**The task**
Retype the material that follows, keeping every word as it is.

**Data provided**
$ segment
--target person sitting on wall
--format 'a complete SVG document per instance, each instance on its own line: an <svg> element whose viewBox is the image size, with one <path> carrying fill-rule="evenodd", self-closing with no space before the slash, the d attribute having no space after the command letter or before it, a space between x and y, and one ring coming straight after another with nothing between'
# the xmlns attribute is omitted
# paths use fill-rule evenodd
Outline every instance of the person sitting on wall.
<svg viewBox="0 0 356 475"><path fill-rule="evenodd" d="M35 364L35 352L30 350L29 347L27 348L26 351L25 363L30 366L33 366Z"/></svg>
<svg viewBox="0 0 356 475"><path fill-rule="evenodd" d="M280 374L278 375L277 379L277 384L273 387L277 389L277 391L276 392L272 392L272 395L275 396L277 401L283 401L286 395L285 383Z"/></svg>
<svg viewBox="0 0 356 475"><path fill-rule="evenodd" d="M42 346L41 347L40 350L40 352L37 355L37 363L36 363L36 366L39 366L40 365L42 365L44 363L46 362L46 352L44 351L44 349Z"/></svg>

**Task response**
$ segment
--target person sitting on wall
--format 'a complete SVG document per instance, each instance on its own line: an <svg> element whose viewBox is the image size, with one <path> carrying fill-rule="evenodd", self-closing with no space before the slash, the d attribute having no space after the command letter or before it, a space between x and y, and one ring coming straight after another with nothing between'
# the xmlns attribute is omitted
# paths use fill-rule evenodd
Outline every instance of the person sitting on wall.
<svg viewBox="0 0 356 475"><path fill-rule="evenodd" d="M35 364L35 352L30 350L29 347L27 348L26 351L25 363L30 366L33 366Z"/></svg>
<svg viewBox="0 0 356 475"><path fill-rule="evenodd" d="M280 374L278 375L277 379L277 384L273 387L277 389L277 391L276 392L272 392L272 395L275 396L277 401L283 401L286 395L285 383Z"/></svg>
<svg viewBox="0 0 356 475"><path fill-rule="evenodd" d="M42 346L41 347L40 350L40 352L37 355L37 363L36 363L36 366L39 366L40 365L42 365L44 363L46 362L46 352L44 351L44 349Z"/></svg>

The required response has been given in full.